[Listing for bounding box labeling]
::::

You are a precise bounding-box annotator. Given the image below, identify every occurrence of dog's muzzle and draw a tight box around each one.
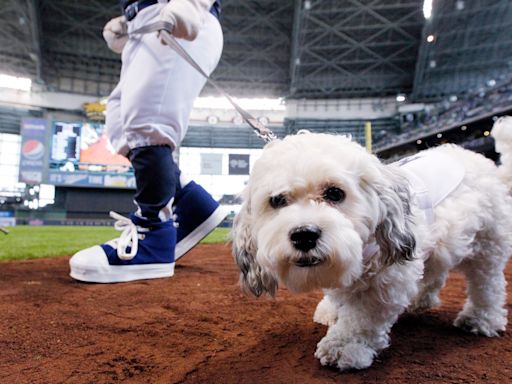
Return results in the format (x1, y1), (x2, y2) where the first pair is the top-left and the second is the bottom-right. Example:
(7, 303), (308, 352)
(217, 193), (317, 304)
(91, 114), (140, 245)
(289, 225), (323, 267)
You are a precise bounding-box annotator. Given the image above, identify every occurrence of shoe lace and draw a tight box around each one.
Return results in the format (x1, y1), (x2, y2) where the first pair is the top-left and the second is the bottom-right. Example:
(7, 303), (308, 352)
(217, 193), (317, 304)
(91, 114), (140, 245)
(110, 211), (149, 260)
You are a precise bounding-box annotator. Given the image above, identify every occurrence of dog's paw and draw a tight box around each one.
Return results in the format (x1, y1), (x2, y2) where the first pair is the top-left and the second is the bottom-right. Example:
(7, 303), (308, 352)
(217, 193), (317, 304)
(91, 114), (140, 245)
(313, 296), (338, 327)
(315, 336), (377, 371)
(453, 312), (507, 337)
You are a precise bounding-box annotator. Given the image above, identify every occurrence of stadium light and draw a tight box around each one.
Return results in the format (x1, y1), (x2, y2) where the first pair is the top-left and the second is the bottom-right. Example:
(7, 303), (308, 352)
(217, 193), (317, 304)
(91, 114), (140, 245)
(423, 0), (432, 19)
(0, 74), (32, 92)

::::

[Aim of the exercise] Copy out the whole listing again, substituting "close-fitting box" for every "tight box" and changing nothing else. Leave the picture out.

[Result]
You are a precise bounding-box annotator. Given the image below, identify every occurrence of dog's muzzle and draw a close-fitting box around each one.
Return results in the format (x1, y1), (x2, y2) where the first pair is the top-left and the second is the bottom-right. Example:
(7, 303), (308, 352)
(217, 193), (317, 304)
(91, 114), (140, 245)
(289, 225), (323, 267)
You are a precise bounding-box annotator. Given the image above, identify every occurrence of shoe lace and draw a close-fitting box around each one.
Return results in the format (x1, y1), (x2, y2) where the first pair is the top-left and the second is the bottom-right. Example:
(7, 303), (308, 352)
(217, 193), (317, 304)
(91, 114), (140, 245)
(110, 211), (149, 260)
You are a precise bounding-box annotator. Given the image above, identify every occurrence of dog's paw and draw a close-fitting box around each one.
Return results in the format (x1, y1), (x2, y2) where the first pair is the top-left and the second is the bottom-right. Example:
(7, 303), (308, 352)
(217, 193), (317, 304)
(91, 114), (140, 245)
(313, 296), (338, 327)
(315, 336), (377, 371)
(453, 312), (507, 337)
You are a precise bounding-box annotator. Given the image above, identify every occurrence of stadium light and draw a close-fitting box around each one.
Return results in the format (x1, y1), (x2, y2) where the first pair is the top-left and the second is the bottom-right. Example:
(7, 303), (308, 352)
(217, 193), (317, 304)
(91, 114), (140, 245)
(423, 0), (432, 19)
(0, 74), (32, 92)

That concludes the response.